(Point annotation records)
■ ■ ■

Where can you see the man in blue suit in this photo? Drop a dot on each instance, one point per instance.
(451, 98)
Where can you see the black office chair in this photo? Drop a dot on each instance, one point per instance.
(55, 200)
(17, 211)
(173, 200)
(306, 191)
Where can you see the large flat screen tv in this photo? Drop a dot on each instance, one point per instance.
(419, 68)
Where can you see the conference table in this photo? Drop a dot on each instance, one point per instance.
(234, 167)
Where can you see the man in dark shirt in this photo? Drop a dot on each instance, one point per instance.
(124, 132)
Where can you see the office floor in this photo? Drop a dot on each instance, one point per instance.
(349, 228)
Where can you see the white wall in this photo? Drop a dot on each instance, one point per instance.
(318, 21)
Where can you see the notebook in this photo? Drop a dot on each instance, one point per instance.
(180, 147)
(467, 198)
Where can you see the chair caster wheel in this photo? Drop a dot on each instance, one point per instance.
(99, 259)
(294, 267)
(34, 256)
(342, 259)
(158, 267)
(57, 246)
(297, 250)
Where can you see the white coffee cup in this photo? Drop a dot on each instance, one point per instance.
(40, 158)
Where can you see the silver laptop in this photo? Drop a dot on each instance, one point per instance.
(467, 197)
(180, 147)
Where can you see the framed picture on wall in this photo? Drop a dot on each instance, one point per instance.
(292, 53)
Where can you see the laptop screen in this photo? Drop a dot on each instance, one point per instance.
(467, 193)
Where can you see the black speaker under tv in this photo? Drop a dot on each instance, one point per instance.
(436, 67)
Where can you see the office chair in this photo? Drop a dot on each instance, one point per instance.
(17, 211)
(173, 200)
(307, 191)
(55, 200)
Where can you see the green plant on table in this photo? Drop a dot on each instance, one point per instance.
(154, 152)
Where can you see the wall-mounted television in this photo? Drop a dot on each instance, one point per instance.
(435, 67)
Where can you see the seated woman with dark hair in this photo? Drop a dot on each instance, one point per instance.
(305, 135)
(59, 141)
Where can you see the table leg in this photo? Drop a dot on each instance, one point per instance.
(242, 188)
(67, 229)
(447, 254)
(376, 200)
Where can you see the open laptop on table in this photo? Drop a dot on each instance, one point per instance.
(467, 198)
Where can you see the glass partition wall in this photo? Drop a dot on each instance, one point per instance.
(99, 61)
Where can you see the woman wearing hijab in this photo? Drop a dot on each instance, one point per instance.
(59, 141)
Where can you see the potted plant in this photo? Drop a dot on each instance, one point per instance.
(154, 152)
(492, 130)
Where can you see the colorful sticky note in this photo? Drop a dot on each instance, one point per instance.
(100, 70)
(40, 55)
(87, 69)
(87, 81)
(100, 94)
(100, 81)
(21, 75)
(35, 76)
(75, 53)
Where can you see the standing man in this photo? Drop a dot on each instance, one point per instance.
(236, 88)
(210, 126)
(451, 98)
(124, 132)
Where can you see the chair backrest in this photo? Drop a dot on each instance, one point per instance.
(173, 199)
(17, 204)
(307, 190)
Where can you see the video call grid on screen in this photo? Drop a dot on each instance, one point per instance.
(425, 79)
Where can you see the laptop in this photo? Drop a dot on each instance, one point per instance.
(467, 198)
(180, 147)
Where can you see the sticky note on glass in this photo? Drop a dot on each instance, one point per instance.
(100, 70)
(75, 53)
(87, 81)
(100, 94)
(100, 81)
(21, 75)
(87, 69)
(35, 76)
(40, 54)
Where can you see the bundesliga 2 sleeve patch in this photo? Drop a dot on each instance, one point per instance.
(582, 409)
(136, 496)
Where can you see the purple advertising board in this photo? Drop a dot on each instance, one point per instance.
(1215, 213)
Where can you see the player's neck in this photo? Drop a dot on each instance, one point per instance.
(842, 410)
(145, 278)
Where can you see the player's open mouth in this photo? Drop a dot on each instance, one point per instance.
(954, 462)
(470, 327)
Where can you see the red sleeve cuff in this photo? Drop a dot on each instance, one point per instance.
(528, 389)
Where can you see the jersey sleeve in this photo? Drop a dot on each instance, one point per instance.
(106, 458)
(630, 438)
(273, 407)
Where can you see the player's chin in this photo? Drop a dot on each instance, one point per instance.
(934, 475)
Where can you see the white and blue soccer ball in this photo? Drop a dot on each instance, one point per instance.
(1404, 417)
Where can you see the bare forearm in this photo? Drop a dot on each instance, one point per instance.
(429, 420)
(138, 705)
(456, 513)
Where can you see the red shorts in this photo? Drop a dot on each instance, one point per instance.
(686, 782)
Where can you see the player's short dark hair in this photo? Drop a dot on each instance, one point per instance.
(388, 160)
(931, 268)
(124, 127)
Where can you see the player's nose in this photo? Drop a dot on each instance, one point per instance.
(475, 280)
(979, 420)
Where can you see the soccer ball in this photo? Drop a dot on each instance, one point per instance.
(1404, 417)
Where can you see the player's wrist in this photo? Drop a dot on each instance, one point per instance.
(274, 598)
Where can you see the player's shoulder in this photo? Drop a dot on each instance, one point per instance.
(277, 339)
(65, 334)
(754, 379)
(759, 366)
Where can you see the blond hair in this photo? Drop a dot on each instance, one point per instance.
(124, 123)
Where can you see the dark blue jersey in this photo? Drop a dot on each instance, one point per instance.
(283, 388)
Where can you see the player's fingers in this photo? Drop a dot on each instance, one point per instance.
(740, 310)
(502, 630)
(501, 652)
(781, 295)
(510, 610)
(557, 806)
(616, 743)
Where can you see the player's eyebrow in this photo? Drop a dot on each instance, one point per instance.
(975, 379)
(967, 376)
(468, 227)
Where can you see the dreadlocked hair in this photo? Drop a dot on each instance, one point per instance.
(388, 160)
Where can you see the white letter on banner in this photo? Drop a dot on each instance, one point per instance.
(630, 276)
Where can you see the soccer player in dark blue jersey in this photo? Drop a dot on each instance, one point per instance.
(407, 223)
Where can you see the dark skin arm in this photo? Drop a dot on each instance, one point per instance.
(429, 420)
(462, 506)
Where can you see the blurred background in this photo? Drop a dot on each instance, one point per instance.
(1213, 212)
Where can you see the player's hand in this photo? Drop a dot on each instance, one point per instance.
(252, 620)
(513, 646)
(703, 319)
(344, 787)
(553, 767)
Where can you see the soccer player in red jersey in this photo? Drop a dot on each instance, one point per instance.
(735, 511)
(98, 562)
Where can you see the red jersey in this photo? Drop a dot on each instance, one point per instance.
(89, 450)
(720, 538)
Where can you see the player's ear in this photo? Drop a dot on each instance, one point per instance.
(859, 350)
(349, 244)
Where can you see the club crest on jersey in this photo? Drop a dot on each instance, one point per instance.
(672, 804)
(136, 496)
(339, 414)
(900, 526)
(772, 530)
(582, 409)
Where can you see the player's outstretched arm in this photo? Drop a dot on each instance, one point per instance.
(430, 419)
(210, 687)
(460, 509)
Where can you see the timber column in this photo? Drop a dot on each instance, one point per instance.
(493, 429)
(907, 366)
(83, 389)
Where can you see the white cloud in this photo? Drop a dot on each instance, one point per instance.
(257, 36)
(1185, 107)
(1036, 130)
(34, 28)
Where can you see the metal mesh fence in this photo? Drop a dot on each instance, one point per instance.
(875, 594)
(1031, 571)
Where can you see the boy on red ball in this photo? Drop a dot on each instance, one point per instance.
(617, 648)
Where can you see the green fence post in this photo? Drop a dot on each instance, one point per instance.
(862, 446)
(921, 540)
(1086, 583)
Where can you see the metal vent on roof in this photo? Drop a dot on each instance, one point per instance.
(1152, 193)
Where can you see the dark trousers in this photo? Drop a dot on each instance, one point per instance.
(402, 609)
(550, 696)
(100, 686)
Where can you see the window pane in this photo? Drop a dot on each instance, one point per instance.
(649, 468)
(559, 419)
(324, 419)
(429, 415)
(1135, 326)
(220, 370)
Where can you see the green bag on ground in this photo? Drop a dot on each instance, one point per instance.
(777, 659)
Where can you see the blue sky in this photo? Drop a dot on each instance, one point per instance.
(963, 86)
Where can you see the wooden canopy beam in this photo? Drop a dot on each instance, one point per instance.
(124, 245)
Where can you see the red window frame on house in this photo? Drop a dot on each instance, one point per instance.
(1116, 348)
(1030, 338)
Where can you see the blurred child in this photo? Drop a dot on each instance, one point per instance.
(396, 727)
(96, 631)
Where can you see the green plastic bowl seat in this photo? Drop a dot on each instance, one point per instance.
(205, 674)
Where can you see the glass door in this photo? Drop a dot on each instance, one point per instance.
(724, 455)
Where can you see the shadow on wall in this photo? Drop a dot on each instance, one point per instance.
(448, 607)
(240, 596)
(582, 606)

■ ■ ■

▶ _Exercise details_
Repeat only the lines from the one holding "Where can you see the player's outstretched" through the last line of the data.

▶ _Complete answer_
Where can you see the player's outstretched arm in this photo? Drop a dot on each instance, one point per instance.
(430, 419)
(210, 687)
(460, 509)
Where can you see the timber column in this photo? Drop a dot on each instance, one point per instance.
(493, 429)
(907, 366)
(83, 389)
Where can you see the white cloud in this photo? Drop a dot on each instance, one point per instance.
(257, 36)
(1185, 107)
(1036, 130)
(34, 28)
Where can you see the metal mesh fence in this photo? Drop a dot on each instance, one point per instance.
(875, 594)
(1031, 571)
Where can you see the boy on red ball in this photo? Drop a dot on each instance, one point per instance.
(617, 648)
Where can you see the green fence post in this photo? Drop a dot on each instance, one point per instance.
(862, 446)
(921, 540)
(1086, 583)
Where can you see the metal vent on roof in this photo? Drop a dot on each instance, one point per instance.
(1152, 193)
Where can you see the dark trousers in this photo? Drop a dot on each instance, one point per instance.
(402, 609)
(550, 696)
(100, 686)
Where can you see the window pane in this photo? Drop a dot on each instance, one point per instance.
(649, 468)
(559, 419)
(324, 419)
(429, 415)
(1135, 326)
(220, 370)
Where can you see the green bag on ground in this photo? Drop a dot on each instance, one point per instance.
(777, 659)
Where can you see the blue sky in this photo? Drop a dot on each instance, one point per instance.
(963, 86)
Where can you see the wooden canopy beam in this photo? Drop a dot on each instance, one point per instance.
(124, 245)
Where can you see the red window frame on house in this photo? Drop a dot on each instance, one point per instance.
(1116, 348)
(1030, 338)
Where can you see the blurred child in this photo? Drop a dot on each instance, one point per instance.
(396, 727)
(96, 631)
Where can you see the green plastic bowl seat in this photo? Drop a dot on each instance, one point per instance.
(205, 674)
Where can you see the glass door in this photo? Drop a dot on each instance, one point per instance.
(724, 455)
Where can you see the shadow on wall in this photo? Drop a dot on each instance, one point per instance.
(448, 607)
(240, 596)
(582, 606)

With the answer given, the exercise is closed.